# Which boat to buy? PureBay 2200 or Frontier 2104



## bvpurvis (Feb 24, 2014)

the prices are around the same, the frontier is a few grand less. this will also be my first boat and both salesmen state their product is the best? I will mainly use it on lake livingston and occasionally pull the kids on tubes


----------



## cgd (Aug 8, 2012)

The purebay is hard to beat for an all around boat.


----------



## redexpress (Apr 5, 2010)

Nothing wrong with those 2. But look at NauticStar as well. Reynolds Marine in Baytown.
http://reynoldsmarineinc.com/


----------



## GT11 (Jan 1, 2013)

Frontier is owned by Bill Kenner of the old Kenner Boats, and I have heard from a couple people that the Parks family that owns Bluewave is related to Kenner. I had a Bluewave and it was a good boat. Haven't heard anything negative about the Frontiers and the Nautic Star is another one that I really like. Another to look at is the Blazer Bay. I have had it for a year now and it is a fishing machine on Livingston.

Assignment a
Reproduce the entire forum thread on choosing between the PureBay 2200 and the Frontier 2104, word for word.
The forum thread and the listing come from unrelated sources.

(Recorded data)
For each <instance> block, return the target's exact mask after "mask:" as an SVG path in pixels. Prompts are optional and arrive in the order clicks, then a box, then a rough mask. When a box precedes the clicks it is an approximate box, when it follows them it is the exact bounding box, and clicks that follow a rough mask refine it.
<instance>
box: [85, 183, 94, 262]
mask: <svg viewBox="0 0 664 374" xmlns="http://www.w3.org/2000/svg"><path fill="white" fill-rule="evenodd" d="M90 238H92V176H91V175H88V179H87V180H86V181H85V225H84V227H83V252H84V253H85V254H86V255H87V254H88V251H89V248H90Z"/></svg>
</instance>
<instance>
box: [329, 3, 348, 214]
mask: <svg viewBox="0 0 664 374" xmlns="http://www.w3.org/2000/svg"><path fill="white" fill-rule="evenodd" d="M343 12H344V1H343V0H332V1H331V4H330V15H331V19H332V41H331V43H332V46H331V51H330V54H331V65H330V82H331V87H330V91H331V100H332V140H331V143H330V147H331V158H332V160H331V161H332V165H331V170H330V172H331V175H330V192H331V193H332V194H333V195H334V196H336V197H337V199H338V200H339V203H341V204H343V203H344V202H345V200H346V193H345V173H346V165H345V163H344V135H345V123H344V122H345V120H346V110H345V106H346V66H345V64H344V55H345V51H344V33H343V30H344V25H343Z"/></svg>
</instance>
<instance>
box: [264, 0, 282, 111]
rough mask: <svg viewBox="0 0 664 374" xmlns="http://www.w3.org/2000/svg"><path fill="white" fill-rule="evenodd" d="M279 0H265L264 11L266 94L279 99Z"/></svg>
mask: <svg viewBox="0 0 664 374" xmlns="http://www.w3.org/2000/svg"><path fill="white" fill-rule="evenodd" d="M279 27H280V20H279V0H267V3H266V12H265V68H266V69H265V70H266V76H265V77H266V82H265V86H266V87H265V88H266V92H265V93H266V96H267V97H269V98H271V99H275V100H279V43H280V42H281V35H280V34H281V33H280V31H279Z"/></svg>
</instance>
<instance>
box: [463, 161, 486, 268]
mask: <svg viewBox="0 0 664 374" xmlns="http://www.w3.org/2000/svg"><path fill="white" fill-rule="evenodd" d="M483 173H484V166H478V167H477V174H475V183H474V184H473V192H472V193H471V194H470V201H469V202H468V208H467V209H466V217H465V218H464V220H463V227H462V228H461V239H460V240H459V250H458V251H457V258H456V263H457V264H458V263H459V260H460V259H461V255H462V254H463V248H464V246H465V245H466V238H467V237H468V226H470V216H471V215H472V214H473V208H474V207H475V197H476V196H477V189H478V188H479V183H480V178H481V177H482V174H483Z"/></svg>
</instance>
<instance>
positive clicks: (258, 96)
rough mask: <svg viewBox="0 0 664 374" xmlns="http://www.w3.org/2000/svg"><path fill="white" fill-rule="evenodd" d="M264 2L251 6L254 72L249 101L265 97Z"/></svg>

Assignment b
Gather every line of the listing that contains the string "clicks", copying each line in full. Matching is case-sensitive.

Answer section a
# Which boat to buy? PureBay 2200 or Frontier 2104



## bvpurvis (Feb 24, 2014)

the prices are around the same, the frontier is a few grand less. this will also be my first boat and both salesmen state their product is the best? I will mainly use it on lake livingston and occasionally pull the kids on tubes


----------



## cgd (Aug 8, 2012)

The purebay is hard to beat for an all around boat.


----------



## redexpress (Apr 5, 2010)

Nothing wrong with those 2. But look at NauticStar as well. Reynolds Marine in Baytown.
http://reynoldsmarineinc.com/


----------



## GT11 (Jan 1, 2013)

Frontier is owned by Bill Kenner of the old Kenner Boats, and I have heard from a couple people that the Parks family that owns Bluewave is related to Kenner. I had a Bluewave and it was a good boat. Haven't heard anything negative about the Frontiers and the Nautic Star is another one that I really like. Another to look at is the Blazer Bay. I have had it for a year now and it is a fishing machine on Livingston.

Answer section b
For each <instance> block, return the target's exact mask after "mask:" as an SVG path in pixels. Prompts are optional and arrive in the order clicks, then a box, then a rough mask. When a box precedes the clicks it is an approximate box, when it follows them it is the exact bounding box, and clicks that follow a rough mask refine it.
positive clicks: (258, 96)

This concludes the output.